** Start **

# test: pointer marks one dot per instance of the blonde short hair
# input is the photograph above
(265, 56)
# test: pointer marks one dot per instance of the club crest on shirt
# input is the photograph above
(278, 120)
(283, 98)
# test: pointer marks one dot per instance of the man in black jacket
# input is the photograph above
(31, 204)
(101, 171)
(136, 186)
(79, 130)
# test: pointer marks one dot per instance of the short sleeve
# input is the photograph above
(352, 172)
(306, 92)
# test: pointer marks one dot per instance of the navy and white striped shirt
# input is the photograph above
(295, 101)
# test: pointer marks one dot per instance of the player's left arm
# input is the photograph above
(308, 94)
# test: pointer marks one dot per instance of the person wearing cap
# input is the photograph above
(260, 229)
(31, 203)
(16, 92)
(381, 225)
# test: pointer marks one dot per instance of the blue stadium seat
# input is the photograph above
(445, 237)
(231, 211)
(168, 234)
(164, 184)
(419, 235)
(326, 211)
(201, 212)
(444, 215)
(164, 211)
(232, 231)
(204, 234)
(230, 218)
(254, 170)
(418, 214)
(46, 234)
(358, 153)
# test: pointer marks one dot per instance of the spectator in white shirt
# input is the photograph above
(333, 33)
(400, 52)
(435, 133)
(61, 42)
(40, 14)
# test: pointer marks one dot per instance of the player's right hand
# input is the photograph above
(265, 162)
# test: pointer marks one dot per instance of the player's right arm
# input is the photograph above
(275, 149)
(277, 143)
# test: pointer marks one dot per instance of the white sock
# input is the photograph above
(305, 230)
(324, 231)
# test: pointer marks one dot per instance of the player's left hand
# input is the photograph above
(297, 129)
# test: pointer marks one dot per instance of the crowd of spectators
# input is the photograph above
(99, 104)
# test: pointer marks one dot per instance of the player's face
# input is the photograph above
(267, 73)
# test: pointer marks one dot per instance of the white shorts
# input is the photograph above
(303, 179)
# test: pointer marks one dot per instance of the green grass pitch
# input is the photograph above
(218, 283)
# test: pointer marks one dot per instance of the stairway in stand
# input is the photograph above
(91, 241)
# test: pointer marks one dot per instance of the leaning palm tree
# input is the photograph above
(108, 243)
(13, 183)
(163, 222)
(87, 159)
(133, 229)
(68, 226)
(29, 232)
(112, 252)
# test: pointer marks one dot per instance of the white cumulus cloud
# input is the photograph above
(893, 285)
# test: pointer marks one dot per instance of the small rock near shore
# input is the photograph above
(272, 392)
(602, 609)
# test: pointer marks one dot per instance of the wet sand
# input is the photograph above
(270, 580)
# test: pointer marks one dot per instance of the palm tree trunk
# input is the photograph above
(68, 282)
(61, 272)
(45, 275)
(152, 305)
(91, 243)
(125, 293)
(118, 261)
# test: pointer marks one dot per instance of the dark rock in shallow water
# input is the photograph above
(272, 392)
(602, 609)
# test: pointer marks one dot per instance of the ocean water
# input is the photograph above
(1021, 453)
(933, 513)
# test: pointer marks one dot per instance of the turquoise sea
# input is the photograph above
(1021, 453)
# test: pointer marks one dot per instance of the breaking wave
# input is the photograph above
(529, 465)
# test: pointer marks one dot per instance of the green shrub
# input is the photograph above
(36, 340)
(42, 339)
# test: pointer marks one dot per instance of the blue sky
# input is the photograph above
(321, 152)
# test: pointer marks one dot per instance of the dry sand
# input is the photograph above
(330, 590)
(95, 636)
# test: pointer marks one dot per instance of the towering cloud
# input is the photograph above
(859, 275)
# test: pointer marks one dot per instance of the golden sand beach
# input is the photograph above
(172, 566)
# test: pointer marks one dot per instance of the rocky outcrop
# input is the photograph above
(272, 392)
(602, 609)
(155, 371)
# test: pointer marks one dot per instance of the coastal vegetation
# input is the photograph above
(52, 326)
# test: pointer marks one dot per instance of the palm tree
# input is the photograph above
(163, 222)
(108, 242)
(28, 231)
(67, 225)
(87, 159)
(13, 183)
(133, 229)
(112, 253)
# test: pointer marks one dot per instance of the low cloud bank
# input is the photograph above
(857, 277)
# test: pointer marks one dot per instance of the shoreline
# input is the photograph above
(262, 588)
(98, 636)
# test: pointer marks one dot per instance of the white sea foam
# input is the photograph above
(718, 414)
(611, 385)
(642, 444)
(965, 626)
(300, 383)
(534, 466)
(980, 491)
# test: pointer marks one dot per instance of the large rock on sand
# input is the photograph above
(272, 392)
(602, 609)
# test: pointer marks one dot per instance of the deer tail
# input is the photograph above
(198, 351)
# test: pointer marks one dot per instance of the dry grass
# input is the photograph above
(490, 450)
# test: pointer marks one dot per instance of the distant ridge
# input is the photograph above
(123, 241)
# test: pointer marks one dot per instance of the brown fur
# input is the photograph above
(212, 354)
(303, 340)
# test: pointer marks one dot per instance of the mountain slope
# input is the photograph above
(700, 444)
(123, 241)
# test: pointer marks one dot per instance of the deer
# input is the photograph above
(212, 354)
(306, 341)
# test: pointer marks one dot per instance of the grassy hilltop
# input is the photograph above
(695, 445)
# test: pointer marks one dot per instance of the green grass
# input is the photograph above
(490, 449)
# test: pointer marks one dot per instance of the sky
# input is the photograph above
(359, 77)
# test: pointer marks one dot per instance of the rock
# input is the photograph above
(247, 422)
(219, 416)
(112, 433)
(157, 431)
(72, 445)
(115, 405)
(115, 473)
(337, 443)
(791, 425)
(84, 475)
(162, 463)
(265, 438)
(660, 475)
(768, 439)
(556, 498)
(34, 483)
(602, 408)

** End **

### Problem details
Copy all of the records above word for word, leaving out nothing and adding nothing.

### Output below
# test: pointer marks one dot per instance of the blonde short hair
# input is the photograph above
(265, 56)
# test: pointer marks one dot per instance of the club crest on shirt
# input is the photograph above
(278, 120)
(283, 98)
# test: pointer marks one dot per instance of the man in black jacket
# input is the photograph above
(31, 204)
(101, 171)
(136, 186)
(79, 130)
# test: pointer marks one dot per instance of the short sleeve
# input is the photograph above
(352, 172)
(306, 92)
# test: pointer marks one dot per instance of the navy and white striped shirt
# input is the photograph above
(295, 101)
# test: pointer marks one dot per instance of the player's left arm
# input is the photograph above
(308, 94)
# test: pointer marks one dot per instance of the person wearing cap
# input is the photograph above
(260, 229)
(31, 203)
(16, 92)
(381, 225)
# test: pointer marks one dot per instance of the blue stadium seat
# input is the photograph above
(445, 237)
(231, 211)
(168, 234)
(164, 184)
(419, 235)
(326, 211)
(201, 212)
(444, 215)
(164, 211)
(232, 231)
(204, 234)
(230, 218)
(254, 170)
(418, 214)
(46, 234)
(358, 153)
# test: pointer marks one dot per instance of the spectator in white shirt
# input is the photograph above
(333, 33)
(400, 52)
(435, 133)
(61, 42)
(40, 14)
# test: pointer marks one dot per instance of the player's right hand
# input is the photograph above
(265, 162)
# test: pointer marks one dot per instance of the player's right arm
# input is the photograph above
(275, 149)
(277, 143)
# test: pointer marks one dot per instance of the white sock
# input is the photograph above
(305, 230)
(324, 231)
# test: pointer marks one dot per instance of the player's left hand
# input is the photograph above
(297, 129)
# test: pointer marks one dot per instance of the crowd of spectators
# input is the photograph above
(99, 104)
# test: pointer marks one dot per instance of the player's face
# input is the photograph above
(267, 73)
# test: pointer marks one dot per instance of the white shorts
# input is the photograph above
(303, 179)
# test: pointer marks one dot per instance of the green grass pitch
# input is the photograph above
(218, 283)
# test: pointer marks one dot per instance of the stairway in stand
# input is the photograph above
(91, 241)
# test: pointer marks one dot per instance of the leaning palm tree
# input is the photograph above
(108, 243)
(13, 183)
(163, 222)
(87, 159)
(133, 229)
(68, 226)
(29, 232)
(112, 252)
# test: pointer marks one dot per instance of the white cumulus cloud
# input is the photograph above
(893, 285)
# test: pointer marks one dot per instance of the small rock near shore
# input is the photograph above
(272, 392)
(602, 609)
# test: pointer marks one dot per instance of the wet sand
# input is the photograph above
(270, 580)
# test: pointer marks one dot per instance of the palm tree trunk
# input is the photograph above
(68, 282)
(61, 272)
(45, 275)
(152, 305)
(91, 243)
(125, 293)
(118, 261)
# test: pointer marks one dot per instance of the dark rock in shallow water
# input is the photograph above
(272, 392)
(602, 609)
# test: pointer marks one dot per instance of the ocean water
# input is the photograph above
(1021, 453)
(933, 513)
# test: pointer marks one dot per instance of the turquoise sea
# input is the photograph above
(1021, 453)
# test: pointer marks one dot per instance of the breaking wave
# input is the photograph above
(529, 465)
# test: pointer marks one dot per instance of the green shrub
# input is the photograph above
(36, 340)
(42, 339)
# test: pointer marks one dot per instance of the blue sky
# input is the photograph above
(321, 152)
# test: pointer marks one dot per instance of the dry sand
# input is the photograph above
(330, 590)
(95, 636)
# test: pointer marks one dot per instance of the towering cloud
# input is the photograph above
(859, 275)
# test: pointer marks one dot per instance of the golden sand beach
# input is the photograph above
(172, 566)
# test: pointer marks one dot per instance of the rocky outcrop
# input is the photograph above
(272, 392)
(602, 609)
(155, 371)
# test: pointer marks one dot per instance of the coastal vegetation
# input is the photograph above
(52, 326)
# test: pointer marks one dot per instance of the palm tree
# input is the photograph above
(163, 222)
(108, 242)
(28, 231)
(67, 225)
(87, 159)
(13, 183)
(133, 229)
(112, 253)
# test: pointer marks one dot per instance of the low cloud bank
# input is the photograph above
(857, 277)
# test: pointer marks one dot per instance of the shoreline
# input is the photograph above
(262, 588)
(98, 636)
# test: pointer marks one dot per instance of the white sea foam
# input is the photograph above
(718, 414)
(611, 385)
(642, 444)
(965, 626)
(300, 383)
(534, 466)
(980, 491)
# test: pointer marks one dot per instance of the large rock on sand
# input is the photograph above
(272, 392)
(602, 609)
# test: pointer marks one dot per instance of the deer tail
# input is the photograph above
(198, 351)
# test: pointer marks one dot per instance of the dry grass
# input is the photograph above
(490, 450)
# test: pointer marks one dot per instance of the distant ridge
# input is the photograph above
(123, 241)
# test: pointer marks one dot per instance of the brown fur
# input is the photograph above
(212, 354)
(303, 340)
# test: pointer marks one dot per instance of the mountain slope
# input is the photograph above
(700, 444)
(123, 241)
# test: pointer marks one dot per instance of the deer
# input is the photograph above
(212, 354)
(306, 341)
# test: pointer marks one dot per instance of the grassy hilltop
# input is the photograph above
(695, 445)
# test: pointer marks one dot per instance of the green grass
# input is the photograph above
(490, 449)
# test: pointer marks one dot per instance of the sky
# input is the photograph above
(359, 77)
# test: pointer marks one dot per instance of the rock
# input is the photograph above
(247, 422)
(219, 416)
(112, 433)
(157, 431)
(72, 445)
(115, 405)
(115, 473)
(337, 443)
(791, 425)
(84, 475)
(162, 463)
(265, 438)
(660, 475)
(768, 439)
(556, 498)
(34, 483)
(602, 408)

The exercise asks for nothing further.